**Coordinate annotation records**:
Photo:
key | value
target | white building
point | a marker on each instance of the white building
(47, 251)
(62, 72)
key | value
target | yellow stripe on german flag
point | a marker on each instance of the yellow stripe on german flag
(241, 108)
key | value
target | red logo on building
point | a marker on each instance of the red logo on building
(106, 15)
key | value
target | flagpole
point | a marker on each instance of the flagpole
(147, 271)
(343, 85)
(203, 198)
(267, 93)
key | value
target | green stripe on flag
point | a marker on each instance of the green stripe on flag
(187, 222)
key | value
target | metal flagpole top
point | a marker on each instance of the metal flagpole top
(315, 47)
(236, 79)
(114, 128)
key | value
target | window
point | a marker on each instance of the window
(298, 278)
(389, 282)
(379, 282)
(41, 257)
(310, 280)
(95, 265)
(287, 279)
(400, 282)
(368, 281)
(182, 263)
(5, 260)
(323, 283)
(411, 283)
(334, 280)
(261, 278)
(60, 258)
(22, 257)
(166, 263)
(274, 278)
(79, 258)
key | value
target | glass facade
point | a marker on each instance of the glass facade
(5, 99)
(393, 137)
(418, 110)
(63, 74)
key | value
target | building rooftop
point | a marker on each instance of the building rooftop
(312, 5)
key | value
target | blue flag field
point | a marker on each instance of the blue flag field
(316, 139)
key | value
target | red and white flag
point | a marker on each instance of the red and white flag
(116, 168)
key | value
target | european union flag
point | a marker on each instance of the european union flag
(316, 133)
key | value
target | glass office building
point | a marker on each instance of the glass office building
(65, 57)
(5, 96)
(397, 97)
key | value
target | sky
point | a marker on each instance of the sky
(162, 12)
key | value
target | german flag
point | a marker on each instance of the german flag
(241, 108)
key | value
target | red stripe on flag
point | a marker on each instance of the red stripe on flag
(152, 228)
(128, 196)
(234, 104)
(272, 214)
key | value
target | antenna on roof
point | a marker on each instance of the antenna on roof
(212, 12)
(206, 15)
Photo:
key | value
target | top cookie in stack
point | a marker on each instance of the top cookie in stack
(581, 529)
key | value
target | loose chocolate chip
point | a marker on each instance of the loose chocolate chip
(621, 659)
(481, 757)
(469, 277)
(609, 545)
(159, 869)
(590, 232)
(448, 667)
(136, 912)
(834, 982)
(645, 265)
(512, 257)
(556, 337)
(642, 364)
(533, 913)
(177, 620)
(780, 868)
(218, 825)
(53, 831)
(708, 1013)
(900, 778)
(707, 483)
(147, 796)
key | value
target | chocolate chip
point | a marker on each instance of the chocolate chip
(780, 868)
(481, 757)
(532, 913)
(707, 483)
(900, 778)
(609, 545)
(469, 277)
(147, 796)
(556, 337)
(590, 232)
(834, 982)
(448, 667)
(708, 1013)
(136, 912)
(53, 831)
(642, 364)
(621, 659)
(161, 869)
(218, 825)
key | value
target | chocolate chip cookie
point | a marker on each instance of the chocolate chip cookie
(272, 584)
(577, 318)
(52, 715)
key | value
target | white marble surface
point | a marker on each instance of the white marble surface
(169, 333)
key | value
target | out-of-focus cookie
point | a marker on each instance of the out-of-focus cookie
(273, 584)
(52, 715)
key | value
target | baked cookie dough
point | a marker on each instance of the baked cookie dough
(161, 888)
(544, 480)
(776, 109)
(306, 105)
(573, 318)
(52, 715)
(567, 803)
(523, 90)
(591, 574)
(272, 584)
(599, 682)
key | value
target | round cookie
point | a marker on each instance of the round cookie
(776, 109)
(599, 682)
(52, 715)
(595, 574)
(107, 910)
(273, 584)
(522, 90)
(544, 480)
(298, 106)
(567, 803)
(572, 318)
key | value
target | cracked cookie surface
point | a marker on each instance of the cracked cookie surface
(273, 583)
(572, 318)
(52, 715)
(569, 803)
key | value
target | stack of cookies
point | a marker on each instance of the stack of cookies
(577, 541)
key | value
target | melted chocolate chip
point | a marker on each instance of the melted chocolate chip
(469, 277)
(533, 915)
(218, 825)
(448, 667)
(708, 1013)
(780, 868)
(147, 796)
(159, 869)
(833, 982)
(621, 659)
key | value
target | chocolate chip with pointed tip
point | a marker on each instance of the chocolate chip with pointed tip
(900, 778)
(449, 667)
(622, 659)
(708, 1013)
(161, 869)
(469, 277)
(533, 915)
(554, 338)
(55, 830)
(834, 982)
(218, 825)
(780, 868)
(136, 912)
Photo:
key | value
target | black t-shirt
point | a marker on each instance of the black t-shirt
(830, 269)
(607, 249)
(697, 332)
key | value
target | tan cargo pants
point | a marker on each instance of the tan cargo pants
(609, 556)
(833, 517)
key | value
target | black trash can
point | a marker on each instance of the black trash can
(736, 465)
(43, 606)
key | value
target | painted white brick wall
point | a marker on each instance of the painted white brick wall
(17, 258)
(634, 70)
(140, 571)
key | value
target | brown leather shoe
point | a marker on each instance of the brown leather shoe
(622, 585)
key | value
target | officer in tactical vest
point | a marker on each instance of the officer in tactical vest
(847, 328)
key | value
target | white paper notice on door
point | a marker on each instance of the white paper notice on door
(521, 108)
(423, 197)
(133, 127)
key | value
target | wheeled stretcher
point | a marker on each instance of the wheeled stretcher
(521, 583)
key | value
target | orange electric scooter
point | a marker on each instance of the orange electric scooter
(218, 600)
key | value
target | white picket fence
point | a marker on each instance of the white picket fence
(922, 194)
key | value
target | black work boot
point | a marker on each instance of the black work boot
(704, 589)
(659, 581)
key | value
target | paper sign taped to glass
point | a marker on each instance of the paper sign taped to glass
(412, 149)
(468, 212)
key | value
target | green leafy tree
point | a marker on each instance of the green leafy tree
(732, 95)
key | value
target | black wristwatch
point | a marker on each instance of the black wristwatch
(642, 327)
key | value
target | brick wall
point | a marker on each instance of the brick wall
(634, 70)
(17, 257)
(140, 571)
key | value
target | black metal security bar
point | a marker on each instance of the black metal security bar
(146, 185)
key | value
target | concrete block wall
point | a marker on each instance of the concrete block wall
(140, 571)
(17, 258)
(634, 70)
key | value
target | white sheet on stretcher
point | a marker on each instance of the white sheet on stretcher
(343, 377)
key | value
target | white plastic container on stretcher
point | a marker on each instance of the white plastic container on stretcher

**Problem details**:
Set down the listing in full, keeping every word exactly as it is.

**Task output**:
Photo:
key | value
target | white building
point | a marker on each instance of the white building
(47, 251)
(62, 72)
key | value
target | yellow stripe on german flag
point | a marker on each instance of the yellow stripe on german flag
(241, 108)
key | value
target | red logo on building
point | a marker on each instance of the red logo on building
(106, 15)
key | value
target | flagpole
point | a marker on each instance of the flagpole
(147, 271)
(343, 85)
(203, 198)
(267, 93)
key | value
target | green stripe on flag
point | a marker on each instance of the green stripe on flag
(187, 222)
key | value
target | metal flagpole top
point | a marker on each instance of the metal flagpole top
(315, 47)
(236, 79)
(114, 128)
key | value
target | window
point | a marker on each instance of the window
(298, 278)
(389, 282)
(379, 282)
(41, 257)
(310, 280)
(95, 265)
(287, 279)
(400, 282)
(368, 281)
(182, 263)
(5, 260)
(323, 283)
(411, 283)
(334, 280)
(261, 278)
(60, 258)
(22, 257)
(166, 263)
(274, 278)
(79, 258)
key | value
target | glass facade
point | a marker on each instance of the glass facade
(5, 99)
(393, 137)
(418, 110)
(63, 74)
key | value
target | building rooftop
point | a marker on each instance of the building rooftop
(312, 5)
key | value
target | blue flag field
point | a marker on each instance of the blue flag field
(316, 139)
key | value
target | red and white flag
point | a marker on each instance of the red and white flag
(116, 168)
key | value
target | european union flag
point | a marker on each instance of the european union flag
(316, 133)
key | value
target | glass office building
point | a marker on each instance of the glass office building
(65, 57)
(5, 96)
(397, 97)
key | value
target | sky
point | a marker on each instance of the sky
(162, 12)
key | value
target | german flag
point | a marker on each instance of the german flag
(241, 108)
key | value
target | red stripe on flag
point | a marker on each instance of the red stripe on flag
(152, 228)
(128, 196)
(234, 104)
(272, 214)
key | value
target | antenna on roof
point | a marker on each instance of the antenna on roof
(212, 12)
(206, 15)
Photo:
key | value
target | top cookie in stack
point | a marker on each instance of the top cookie in stack
(581, 529)
key | value
target | loose chocolate chip
point | a marker on each instance of the loose chocolate chip
(621, 659)
(481, 757)
(469, 277)
(609, 545)
(159, 869)
(590, 232)
(448, 667)
(136, 912)
(834, 982)
(645, 265)
(512, 257)
(556, 337)
(642, 364)
(533, 913)
(177, 620)
(780, 868)
(218, 825)
(53, 831)
(708, 1013)
(900, 778)
(707, 483)
(147, 796)
key | value
target | chocolate chip
point | a marker on each instance of the chocolate chip
(780, 868)
(481, 757)
(532, 913)
(707, 483)
(900, 778)
(609, 545)
(469, 277)
(147, 796)
(556, 337)
(590, 232)
(834, 982)
(448, 667)
(708, 1013)
(136, 912)
(53, 831)
(642, 364)
(621, 659)
(161, 869)
(218, 825)
key | value
target | chocolate chip cookie
point | a marker on each instance of the chocolate chip cookie
(272, 584)
(577, 318)
(52, 715)
key | value
target | white marble surface
point | a marker on each instance of the white marble surface
(169, 333)
key | value
target | out-of-focus cookie
point | a marker on each instance of the out-of-focus cookie
(273, 584)
(52, 715)
key | value
target | baked cookie dough
point | a marker on each instance of the baked cookie dough
(161, 888)
(544, 480)
(776, 109)
(306, 105)
(573, 318)
(52, 715)
(567, 803)
(523, 90)
(591, 574)
(272, 584)
(599, 682)
key | value
target | round cookie
point | a marker on each instance of the round cookie
(776, 109)
(599, 682)
(52, 715)
(595, 574)
(107, 910)
(273, 584)
(522, 90)
(544, 480)
(298, 106)
(567, 803)
(572, 318)
key | value
target | cracked cookie surface
point | a marker on each instance of the cracked cookie surface
(273, 583)
(572, 318)
(52, 715)
(569, 803)
key | value
target | stack of cookies
point | a marker on each instance of the stack of cookies
(577, 541)
key | value
target | melted chocolate chip
point | a marker on each instance of the melted chocolate chip
(469, 277)
(533, 915)
(218, 825)
(448, 667)
(708, 1013)
(780, 868)
(147, 796)
(159, 869)
(833, 982)
(621, 659)
key | value
target | chocolate chip with pointed tip
point | a marker on each instance of the chocolate chip with pointed tip
(900, 778)
(449, 667)
(622, 659)
(708, 1013)
(161, 869)
(469, 277)
(533, 915)
(554, 338)
(55, 830)
(834, 982)
(218, 825)
(780, 868)
(136, 912)
Photo:
key | value
target | black t-shirt
point | a marker on each instance of the black t-shirt
(830, 269)
(607, 249)
(697, 332)
key | value
target | tan cargo pants
point | a marker on each instance of the tan cargo pants
(609, 556)
(833, 517)
key | value
target | black trash can
point | a marker on each instance of the black trash can
(736, 465)
(43, 606)
key | value
target | painted white brick wall
point | a marker on each instance of the painted white brick wall
(17, 258)
(634, 70)
(140, 571)
key | value
target | brown leather shoe
point | a marker on each instance of the brown leather shoe
(622, 585)
key | value
target | officer in tactical vest
point | a marker on each instance of the officer in tactical vest
(847, 328)
key | value
target | white paper notice on door
point | a marker on each instance of the white paper notice on door
(521, 108)
(423, 197)
(133, 127)
key | value
target | wheeled stretcher
point | a marker on each instance of the wheeled stretcher
(521, 583)
key | value
target | orange electric scooter
point | a marker on each instance of the orange electric scooter
(218, 600)
key | value
target | white picket fence
point | a marker on each instance of the white picket fence
(922, 194)
key | value
target | black work boot
point | a marker on each instance of the black work boot
(704, 589)
(659, 581)
key | value
target | paper sign taped to glass
point | a marker on each instance of the paper sign taped to glass
(412, 149)
(468, 212)
key | value
target | green leafy tree
point | a marker on each instance of the green leafy tree
(732, 95)
key | value
target | black wristwatch
point | a marker on each instance of the black wristwatch
(642, 327)
key | value
target | brick wall
point | a marker on each instance of the brick wall
(634, 70)
(17, 257)
(140, 571)
key | value
target | black metal security bar
point | a marker on each instance of the black metal security bar
(146, 185)
key | value
target | concrete block wall
point | a marker on each instance of the concrete block wall
(140, 571)
(17, 258)
(634, 70)
key | value
target | white sheet on stretcher
point | a marker on each instance of the white sheet on stretcher
(343, 377)
key | value
target | white plastic container on stretcher
point | a marker on each instance of the white plastic container on stretcher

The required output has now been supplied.